### Exercise
Recast the lines of data below as a Markdown table with two columns, "Row" for a running row number and "Line" for the line itself. Leave out any blank lines.

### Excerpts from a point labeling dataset
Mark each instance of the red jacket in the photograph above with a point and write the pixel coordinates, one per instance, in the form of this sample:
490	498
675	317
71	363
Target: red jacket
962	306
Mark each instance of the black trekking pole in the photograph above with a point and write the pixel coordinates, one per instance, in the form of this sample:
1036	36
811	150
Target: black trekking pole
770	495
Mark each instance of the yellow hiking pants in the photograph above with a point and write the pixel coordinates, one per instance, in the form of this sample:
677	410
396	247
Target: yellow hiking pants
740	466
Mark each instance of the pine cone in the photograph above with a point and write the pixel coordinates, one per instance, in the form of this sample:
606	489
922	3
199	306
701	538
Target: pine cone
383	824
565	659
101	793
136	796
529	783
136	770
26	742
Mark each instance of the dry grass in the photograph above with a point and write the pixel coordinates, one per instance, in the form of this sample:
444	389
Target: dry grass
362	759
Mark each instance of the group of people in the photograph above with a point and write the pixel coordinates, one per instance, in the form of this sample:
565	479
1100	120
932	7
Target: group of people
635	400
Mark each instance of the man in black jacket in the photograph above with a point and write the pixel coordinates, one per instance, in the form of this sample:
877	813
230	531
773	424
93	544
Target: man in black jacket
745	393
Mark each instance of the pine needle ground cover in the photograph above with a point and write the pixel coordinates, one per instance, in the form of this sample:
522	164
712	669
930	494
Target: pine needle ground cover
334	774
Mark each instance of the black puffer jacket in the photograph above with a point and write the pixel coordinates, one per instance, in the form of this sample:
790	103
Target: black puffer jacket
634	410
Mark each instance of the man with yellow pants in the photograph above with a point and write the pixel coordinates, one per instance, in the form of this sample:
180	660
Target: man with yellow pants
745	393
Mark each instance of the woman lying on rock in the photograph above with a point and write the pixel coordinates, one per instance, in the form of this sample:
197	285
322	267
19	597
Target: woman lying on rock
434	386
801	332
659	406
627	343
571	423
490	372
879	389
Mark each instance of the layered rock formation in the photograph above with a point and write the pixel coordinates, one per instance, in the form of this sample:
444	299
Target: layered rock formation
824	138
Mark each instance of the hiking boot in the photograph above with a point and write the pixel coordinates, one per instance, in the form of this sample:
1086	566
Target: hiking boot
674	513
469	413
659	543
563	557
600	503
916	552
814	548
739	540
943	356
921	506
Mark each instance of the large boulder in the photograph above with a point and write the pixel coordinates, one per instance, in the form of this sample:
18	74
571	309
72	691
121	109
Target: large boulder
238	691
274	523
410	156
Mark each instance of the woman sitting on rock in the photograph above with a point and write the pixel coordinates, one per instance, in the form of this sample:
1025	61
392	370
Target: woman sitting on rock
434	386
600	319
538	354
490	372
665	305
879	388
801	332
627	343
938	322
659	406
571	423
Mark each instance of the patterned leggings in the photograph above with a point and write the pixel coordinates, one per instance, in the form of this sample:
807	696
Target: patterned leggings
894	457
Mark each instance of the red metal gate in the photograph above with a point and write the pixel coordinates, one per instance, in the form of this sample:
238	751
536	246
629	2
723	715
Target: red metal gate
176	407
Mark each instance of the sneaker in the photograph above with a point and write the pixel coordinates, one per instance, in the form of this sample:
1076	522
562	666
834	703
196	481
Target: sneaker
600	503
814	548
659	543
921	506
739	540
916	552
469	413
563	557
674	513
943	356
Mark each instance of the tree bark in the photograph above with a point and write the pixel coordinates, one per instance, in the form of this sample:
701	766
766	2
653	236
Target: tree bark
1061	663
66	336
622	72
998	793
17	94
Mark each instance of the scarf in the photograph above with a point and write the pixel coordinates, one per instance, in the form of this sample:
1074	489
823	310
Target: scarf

### Solution to the problem
| Row | Line |
|---|---|
| 1 | Mark each instance of the red jacket in the photograph above with a point and write the pixel coordinates, one per instance, in the form of this sample: |
| 2 | 490	498 |
| 3 | 675	317 |
| 4 | 71	363 |
| 5 | Target: red jacket |
| 6 | 962	306 |
| 7 | Mark each instance of the black trekking pole in the photograph above with a point and write the pixel coordinates, one per instance, in the form of this sample: |
| 8 | 1036	36 |
| 9 | 811	150 |
| 10 | Target: black trekking pole |
| 11 | 770	495 |
| 12 | Mark each instance of the yellow hiking pants in the photograph above with a point and write the pixel coordinates, one per instance, in the form of this sample: |
| 13 | 677	410 |
| 14 | 396	247 |
| 15 | Target: yellow hiking pants |
| 16 | 740	466 |
| 17 | Mark each instance of the pine cone in the photograph above with a point and write the pixel coordinates, one per instance, in the form of this sample: |
| 18 | 606	489 |
| 19 | 922	3 |
| 20 | 199	306 |
| 21 | 701	538 |
| 22 | Target: pine cone |
| 23 | 383	824 |
| 24 | 565	659 |
| 25 | 101	793 |
| 26 | 136	796 |
| 27 | 529	783 |
| 28 | 136	770 |
| 29 | 26	742 |
| 30 | Mark each instance of the dry grass in the photograph above with a point and write the pixel coordinates, one per instance, in the form of this sample: |
| 31 | 444	389 |
| 32 | Target: dry grass |
| 33 | 362	759 |
| 34 | Mark each instance of the group of people in the photograph above with a point and write the pixel coordinates, one per instance, in the form of this sample: |
| 35 | 565	479 |
| 36 | 1100	120 |
| 37 | 932	7 |
| 38 | Target: group of people |
| 39 | 635	400 |
| 40 | Mark each instance of the man in black jacket in the photograph above with a point and write the pixel coordinates, one per instance, in the form of this sample: |
| 41 | 877	813 |
| 42 | 230	531 |
| 43 | 773	424 |
| 44 | 93	544 |
| 45 | Target: man in black jacket |
| 46 | 745	393 |
| 47 | Mark each instance of the pine needle ground cover in the photograph above with a point and write the pixel coordinates, one per instance, in the form of this sample: |
| 48 | 522	164 |
| 49 | 712	669 |
| 50 | 930	494 |
| 51 | Target: pine needle ground cover |
| 52 | 334	774 |
| 53 | Mark each instance of the black puffer jacket in the photograph above with a point and write the pixel coordinates, one per instance, in the form of this sample: |
| 54 | 790	103 |
| 55 | Target: black puffer jacket |
| 56 | 634	410 |
| 57 | Mark each instance of the man with yellow pants in the photograph above with a point and write the pixel coordinates, one per instance, in the form of this sample: |
| 58 | 180	660 |
| 59 | Target: man with yellow pants |
| 60 | 745	393 |
| 61 | Mark each instance of the woman lying on rock in the photograph above with a point and write the pixel coordinates, one per instance, in the form of this sample: |
| 62 | 197	285 |
| 63 | 322	267 |
| 64 | 19	597 |
| 65 | Target: woman lying on rock |
| 66 | 434	386 |
| 67 | 801	332 |
| 68 | 659	406 |
| 69 | 627	343 |
| 70 | 571	423 |
| 71 | 490	372 |
| 72 | 879	389 |
| 73 | Mark each instance of the layered rock formation in the photograph above with a point and write the pixel coordinates, one per instance, in the form of this sample: |
| 74 | 444	299 |
| 75 | Target: layered rock formation |
| 76 | 824	138 |
| 77 | Mark each instance of the hiking boot in the photograph above with a point and write the pixel coordinates, one per instance, in the form of this sample: |
| 78 | 1086	566 |
| 79 | Target: hiking boot |
| 80 | 674	513 |
| 81 | 469	413 |
| 82 | 659	543 |
| 83 | 563	557 |
| 84 | 600	503 |
| 85 | 916	552 |
| 86 | 814	548 |
| 87 | 739	540 |
| 88 | 943	356 |
| 89 | 921	506 |
| 90 | Mark each instance of the large boulder in the photograph above with a point and write the pixel coordinates, one per instance, in the form of this sample: |
| 91 | 18	74 |
| 92 | 571	309 |
| 93 | 72	691 |
| 94 | 121	109 |
| 95 | Target: large boulder |
| 96 | 238	691 |
| 97 | 274	523 |
| 98 | 410	156 |
| 99 | Mark each instance of the woman sitting on rock in the photograph above with a point and write the pixel coordinates, one per instance, in the form of this sample: |
| 100 | 1025	61 |
| 101 | 392	370 |
| 102 | Target: woman sitting on rock |
| 103 | 434	386 |
| 104 | 600	319 |
| 105 | 538	354 |
| 106 | 490	372 |
| 107 | 665	305 |
| 108 | 879	388 |
| 109 | 801	332 |
| 110 | 627	343 |
| 111 | 938	322 |
| 112 | 659	406 |
| 113 | 571	423 |
| 114 | Mark each instance of the patterned leggings in the photograph above with a point and write the pixel coordinates, one per instance, in the form of this sample: |
| 115 | 807	696 |
| 116 | Target: patterned leggings |
| 117 | 894	457 |
| 118 | Mark each instance of the red metal gate in the photograph above with a point and write the pixel coordinates, one per instance, in the form of this sample: |
| 119 | 238	751 |
| 120 | 536	246 |
| 121 | 629	2 |
| 122 | 723	715 |
| 123 | Target: red metal gate |
| 124 | 176	407 |
| 125 | Mark each instance of the sneaker in the photograph above with a point and write the pixel coordinates, one per instance, in the form of this sample: |
| 126 | 1076	522 |
| 127 | 562	666 |
| 128 | 834	703 |
| 129 | 196	481 |
| 130 | Target: sneaker |
| 131 | 600	503 |
| 132 | 814	548 |
| 133 | 659	543 |
| 134 | 921	506 |
| 135 | 739	540 |
| 136 | 916	552 |
| 137 | 469	413 |
| 138 | 563	557 |
| 139 | 674	513 |
| 140 | 943	356 |
| 141 | Mark each instance of the tree bark in the photograph above with a point and write the pixel coordinates, one per instance, in the form of this sample: |
| 142 | 701	766 |
| 143 | 766	2 |
| 144 | 653	236 |
| 145 | Target: tree bark |
| 146 | 1061	663 |
| 147 | 66	336 |
| 148 | 622	72 |
| 149 | 998	793 |
| 150 | 17	94 |
| 151 | Mark each instance of the scarf in the photograph above with a point and write the pixel coordinates, one per instance, in the form of this sample: |
| 152 | 1074	489 |
| 153 | 823	310 |
| 154 | Target: scarf |